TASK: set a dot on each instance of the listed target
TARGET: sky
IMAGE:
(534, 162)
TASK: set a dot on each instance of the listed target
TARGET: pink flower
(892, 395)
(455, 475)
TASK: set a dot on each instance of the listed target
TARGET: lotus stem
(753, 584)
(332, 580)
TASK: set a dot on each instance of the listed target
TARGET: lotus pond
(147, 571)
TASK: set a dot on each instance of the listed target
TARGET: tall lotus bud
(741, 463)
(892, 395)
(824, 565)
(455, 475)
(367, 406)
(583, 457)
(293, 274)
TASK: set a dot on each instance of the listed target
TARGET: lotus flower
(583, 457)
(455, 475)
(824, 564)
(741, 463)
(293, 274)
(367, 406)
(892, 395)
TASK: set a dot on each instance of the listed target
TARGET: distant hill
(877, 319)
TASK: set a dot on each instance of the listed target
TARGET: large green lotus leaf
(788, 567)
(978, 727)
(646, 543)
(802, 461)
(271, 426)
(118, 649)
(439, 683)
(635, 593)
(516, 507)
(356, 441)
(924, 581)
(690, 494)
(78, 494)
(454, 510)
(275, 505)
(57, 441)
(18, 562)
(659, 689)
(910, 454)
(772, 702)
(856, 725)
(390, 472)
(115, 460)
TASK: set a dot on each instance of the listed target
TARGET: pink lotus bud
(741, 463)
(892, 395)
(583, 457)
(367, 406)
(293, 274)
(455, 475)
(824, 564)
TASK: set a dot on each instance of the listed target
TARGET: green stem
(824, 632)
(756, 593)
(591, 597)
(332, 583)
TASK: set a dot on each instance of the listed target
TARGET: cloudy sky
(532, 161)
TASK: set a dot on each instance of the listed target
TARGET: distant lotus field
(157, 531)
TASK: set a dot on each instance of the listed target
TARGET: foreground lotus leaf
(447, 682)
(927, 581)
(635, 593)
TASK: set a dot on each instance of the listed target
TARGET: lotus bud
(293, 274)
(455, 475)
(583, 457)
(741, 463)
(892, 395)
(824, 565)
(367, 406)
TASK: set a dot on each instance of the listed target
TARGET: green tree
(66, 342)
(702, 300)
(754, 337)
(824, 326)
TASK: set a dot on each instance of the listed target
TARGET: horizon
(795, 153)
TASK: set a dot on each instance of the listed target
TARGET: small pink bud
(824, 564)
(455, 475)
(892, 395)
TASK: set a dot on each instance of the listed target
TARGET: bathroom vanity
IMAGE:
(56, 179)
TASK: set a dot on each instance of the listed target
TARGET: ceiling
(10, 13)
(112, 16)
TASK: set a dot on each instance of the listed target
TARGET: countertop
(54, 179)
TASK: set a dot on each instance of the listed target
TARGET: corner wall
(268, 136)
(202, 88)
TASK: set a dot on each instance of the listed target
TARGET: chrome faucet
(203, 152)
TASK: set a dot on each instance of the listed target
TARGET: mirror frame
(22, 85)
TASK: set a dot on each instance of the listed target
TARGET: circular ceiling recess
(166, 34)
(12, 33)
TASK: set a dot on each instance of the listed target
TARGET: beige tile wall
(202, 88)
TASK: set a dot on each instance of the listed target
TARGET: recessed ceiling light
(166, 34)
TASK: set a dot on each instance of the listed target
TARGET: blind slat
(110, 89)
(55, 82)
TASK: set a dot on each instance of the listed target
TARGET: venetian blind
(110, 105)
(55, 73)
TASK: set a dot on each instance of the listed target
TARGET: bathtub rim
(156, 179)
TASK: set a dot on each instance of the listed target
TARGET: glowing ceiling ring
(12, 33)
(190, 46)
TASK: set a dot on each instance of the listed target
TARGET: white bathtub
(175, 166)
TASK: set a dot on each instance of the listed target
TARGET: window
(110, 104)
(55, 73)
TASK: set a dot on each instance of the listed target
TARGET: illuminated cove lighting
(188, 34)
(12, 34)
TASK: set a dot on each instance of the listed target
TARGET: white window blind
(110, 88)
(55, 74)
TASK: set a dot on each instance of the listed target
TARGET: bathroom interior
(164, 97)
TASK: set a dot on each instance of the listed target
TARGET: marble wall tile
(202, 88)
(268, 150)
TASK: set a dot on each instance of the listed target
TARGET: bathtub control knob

:::

* **Exercise goal**:
Return all the data exactly as given.

* **Full solution**:
TASK: set a dot on each instance of the listed target
TARGET: sky
IMAGE:
(534, 162)
TASK: set a dot on each instance of the listed target
TARGET: pink flower
(892, 395)
(455, 475)
TASK: set a dot on each instance of the listed target
TARGET: lotus stem
(753, 584)
(332, 580)
TASK: set a dot on each instance of the listed target
TARGET: lotus pond
(147, 571)
TASK: set a dot on each instance of the listed target
TARGET: tall lotus bud
(741, 463)
(892, 395)
(824, 565)
(455, 475)
(367, 406)
(583, 457)
(293, 274)
TASK: set a dot on each instance of the listed target
TARGET: lotus flower
(583, 457)
(455, 475)
(824, 564)
(741, 463)
(293, 274)
(367, 406)
(892, 395)
TASK: set a dot on each instance of the listed target
TARGET: distant hill
(877, 319)
TASK: set a dot on each instance of the listed target
TARGET: large green lotus leaf
(788, 567)
(978, 727)
(646, 543)
(802, 461)
(271, 426)
(118, 649)
(439, 683)
(635, 593)
(516, 507)
(356, 441)
(924, 581)
(690, 494)
(78, 494)
(454, 510)
(275, 505)
(57, 441)
(18, 562)
(659, 689)
(910, 454)
(772, 702)
(856, 725)
(390, 472)
(115, 460)
TASK: set a dot on each instance of the listed target
TARGET: pink lotus bud
(741, 463)
(892, 395)
(583, 457)
(367, 406)
(293, 274)
(455, 475)
(824, 564)
TASK: set a dot on each instance of the listed target
TARGET: green stem
(824, 632)
(756, 593)
(591, 597)
(332, 583)
TASK: set a dot on each instance of the listed target
TARGET: cloudy sky
(532, 161)
TASK: set a dot on each instance of the listed target
TARGET: distant lotus field
(157, 531)
TASK: set a dot on each instance of the listed target
TARGET: foreground lotus leaf
(447, 682)
(927, 581)
(635, 593)
TASK: set a dot on each instance of the listed target
TARGET: lotus bud
(293, 274)
(455, 475)
(583, 457)
(741, 463)
(892, 395)
(824, 565)
(367, 406)
TASK: set a dot on each instance of the listed target
TARGET: green tree
(66, 342)
(702, 300)
(754, 337)
(824, 326)
TASK: set a dot on each instance of the listed target
TARGET: horizon
(795, 153)
TASK: set a dot on each instance of the listed target
TARGET: small pink bud
(824, 564)
(455, 475)
(892, 395)
TASK: set a dot on each instance of the listed target
TARGET: bathroom vanity
IMAGE:
(56, 179)
TASK: set a dot on each instance of the listed target
TARGET: ceiling
(10, 13)
(112, 16)
TASK: set a dot on each instance of the listed target
TARGET: countertop
(54, 179)
TASK: set a dot on each instance of the listed target
TARGET: corner wall
(268, 136)
(202, 88)
TASK: set a dot on each instance of the listed target
TARGET: chrome faucet
(203, 152)
TASK: set a dot on each instance of the listed target
TARGET: mirror frame
(22, 85)
TASK: set a dot on each instance of the listed target
TARGET: circular ceiling recess
(166, 34)
(12, 33)
TASK: set a dot on each instance of the listed target
TARGET: beige tile wall
(202, 88)
TASK: set a dot on each instance of the listed target
TARGET: recessed ceiling light
(166, 34)
TASK: set a dot on each instance of the listed target
TARGET: blind slat
(110, 89)
(55, 82)
TASK: set a dot on each instance of the listed target
TARGET: venetian blind
(110, 105)
(55, 73)
TASK: set a dot on each instance of the listed target
TARGET: bathtub rim
(156, 179)
TASK: set a dot on each instance of the listed target
TARGET: glowing ceiling ring
(12, 33)
(190, 46)
TASK: set a dot on each instance of the listed target
TARGET: white bathtub
(175, 166)
TASK: set a dot on each instance of the listed target
TARGET: window
(110, 104)
(55, 73)
TASK: set a dot on each instance of the listed target
TARGET: illuminated cove lighting
(188, 34)
(12, 34)
TASK: set a dot on each instance of the listed target
TARGET: white window blind
(110, 88)
(55, 74)
TASK: set a dot on each instance of the listed target
TARGET: bathroom interior
(164, 97)
TASK: set a dot on each instance of the listed target
TARGET: marble wall tile
(202, 88)
(268, 150)
TASK: set a dot on each instance of the listed target
TARGET: bathtub control knob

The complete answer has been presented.